* REQUIRED ACTION:
Write out, from the entries below, exactly the lines that run between the lines holding "the rabbit's left" and "clicking the rabbit.", inclusive, and stop there.

(SOURCE DATA Opens)

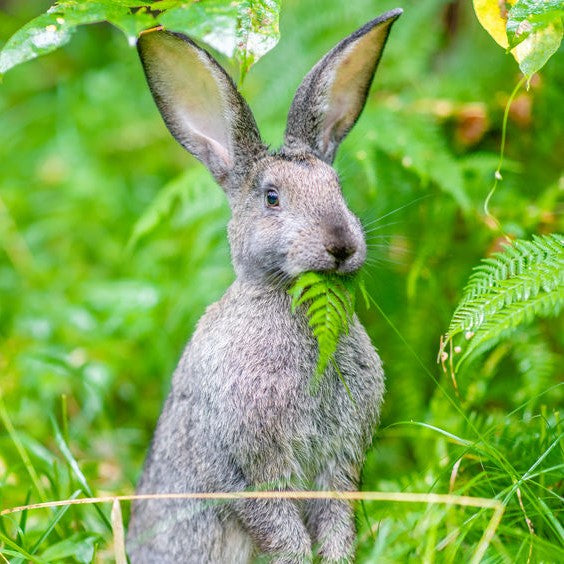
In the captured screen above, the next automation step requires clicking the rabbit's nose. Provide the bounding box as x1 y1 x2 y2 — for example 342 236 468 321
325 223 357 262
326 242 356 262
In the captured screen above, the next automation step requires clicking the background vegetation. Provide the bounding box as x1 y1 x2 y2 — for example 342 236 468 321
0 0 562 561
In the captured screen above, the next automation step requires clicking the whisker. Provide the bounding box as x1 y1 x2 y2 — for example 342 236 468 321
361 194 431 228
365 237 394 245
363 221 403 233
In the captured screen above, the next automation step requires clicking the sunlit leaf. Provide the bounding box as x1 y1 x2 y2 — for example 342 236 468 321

(SOURCE DATA Closes)
(SOURCE DATA Opens)

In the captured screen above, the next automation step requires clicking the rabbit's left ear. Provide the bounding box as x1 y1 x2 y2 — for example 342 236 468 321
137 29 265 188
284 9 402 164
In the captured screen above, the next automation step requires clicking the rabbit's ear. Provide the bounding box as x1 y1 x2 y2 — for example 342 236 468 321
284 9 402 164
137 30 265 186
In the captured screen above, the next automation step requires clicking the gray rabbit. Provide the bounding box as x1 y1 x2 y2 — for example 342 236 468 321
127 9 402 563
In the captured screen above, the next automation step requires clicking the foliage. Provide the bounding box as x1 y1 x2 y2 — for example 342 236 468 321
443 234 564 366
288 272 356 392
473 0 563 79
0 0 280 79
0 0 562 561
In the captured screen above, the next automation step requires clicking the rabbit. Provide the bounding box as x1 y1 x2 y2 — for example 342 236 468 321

(SOURCE DATA Closes)

* ANSWER BOX:
In the captured screen above, the next automation step requires clicking the rabbit's left ear. Provide the bounding box as x1 y1 x2 y2 — for example 342 236 468 321
137 29 265 188
284 9 402 164
In the captured screen above, the next automation step requires clicking the rabbit's ear. Provide the bounding box as x1 y1 x2 y2 — for example 342 236 468 321
284 9 402 164
137 30 265 186
In the captured screen above, the next automation step requires clicking the gray rabbit. Provide the bounding box as x1 y1 x2 y2 — for example 342 236 468 321
127 9 402 563
In the captured screen above, the next automation step requires clicking the foliage. Provide the bounding box as x1 y1 x2 y2 — for example 342 236 468 321
443 234 564 366
288 272 356 392
473 0 563 79
0 0 280 79
0 0 562 561
In the captured screen above, the next automation step requires clicking the rabbit. Provide the bounding box as x1 y1 x2 y2 — for example 342 236 468 321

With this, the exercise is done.